--- Records supplied ---
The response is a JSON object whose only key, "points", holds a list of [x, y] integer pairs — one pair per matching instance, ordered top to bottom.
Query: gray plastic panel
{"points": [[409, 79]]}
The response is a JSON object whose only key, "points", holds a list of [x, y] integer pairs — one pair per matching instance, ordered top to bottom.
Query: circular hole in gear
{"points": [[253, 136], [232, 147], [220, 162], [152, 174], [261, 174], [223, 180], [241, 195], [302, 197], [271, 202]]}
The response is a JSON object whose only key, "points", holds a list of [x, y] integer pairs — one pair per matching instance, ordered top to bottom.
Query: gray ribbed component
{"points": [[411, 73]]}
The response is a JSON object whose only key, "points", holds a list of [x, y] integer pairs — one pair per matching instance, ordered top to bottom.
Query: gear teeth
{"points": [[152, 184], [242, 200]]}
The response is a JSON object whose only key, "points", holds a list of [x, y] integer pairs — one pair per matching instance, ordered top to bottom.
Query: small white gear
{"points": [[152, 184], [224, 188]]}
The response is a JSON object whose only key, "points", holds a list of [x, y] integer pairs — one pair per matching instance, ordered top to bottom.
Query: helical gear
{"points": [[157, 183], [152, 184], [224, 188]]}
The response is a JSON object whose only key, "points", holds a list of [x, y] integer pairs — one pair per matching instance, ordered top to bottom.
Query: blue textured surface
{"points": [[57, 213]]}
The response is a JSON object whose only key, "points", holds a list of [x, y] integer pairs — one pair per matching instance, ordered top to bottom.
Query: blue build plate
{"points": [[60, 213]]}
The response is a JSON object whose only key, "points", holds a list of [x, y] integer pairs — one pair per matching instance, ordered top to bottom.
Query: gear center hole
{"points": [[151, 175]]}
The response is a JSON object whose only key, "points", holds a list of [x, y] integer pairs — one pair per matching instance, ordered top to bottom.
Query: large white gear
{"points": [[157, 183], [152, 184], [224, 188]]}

--- Goal ---
Your task is to retype all the records above with nothing left out.

--- Output ---
The response is a JSON object whose only key, "points", holds a list of [x, y] integer pairs — one pair per matching instance, ordered top to bottom.
Query: gray plastic panel
{"points": [[409, 79]]}
The response is a JSON object whose only key, "points", holds a list of [x, y] integer pairs — one pair per matching instance, ordered top to bottom.
Query: circular hole in gear
{"points": [[253, 136], [232, 147], [220, 162], [152, 174], [261, 174], [223, 180], [241, 195], [302, 197], [271, 202]]}
The response is a JSON object whose only key, "points", holds a list of [x, y] integer pairs — one pair per matching instance, ordered top to bottom.
Query: gray ribbed component
{"points": [[411, 73]]}
The response is a JSON object whose only key, "points", holds a list of [x, y] integer pairs — one pair per matching instance, ordered top to bottom.
Query: gear teeth
{"points": [[152, 184], [242, 200]]}
The response is a JSON object whose only key, "points", holds a list of [x, y] integer pairs — one pair per matching instance, ordered top to bottom.
Query: small white gear
{"points": [[152, 184], [224, 188]]}
The response is a JSON object whose only key, "points", holds a list of [x, y] integer pairs — one pair per matching instance, ordered top to bottom.
Query: helical gear
{"points": [[157, 183], [152, 184], [224, 188]]}
The response is a JSON object whose only key, "points", holds a list of [x, y] integer pairs — one pair per matching instance, ordered top to bottom.
Query: blue textured surface
{"points": [[57, 213]]}
The response is a JSON object whose only key, "points", holds a list of [x, y] integer pairs — one pair per matching instance, ordered top to bottom.
Query: blue build plate
{"points": [[60, 213]]}
The response is a JSON object whose only key, "points", holds a list of [x, y] integer pairs — one pair per matching instance, ordered top to bottom.
Query: gear center hole
{"points": [[151, 175]]}
The response is a JSON object whose only key, "points", holds a list of [x, y] integer pairs — one pair per matching instance, ordered top to bottom.
Query: large white gear
{"points": [[157, 183], [152, 184], [224, 188]]}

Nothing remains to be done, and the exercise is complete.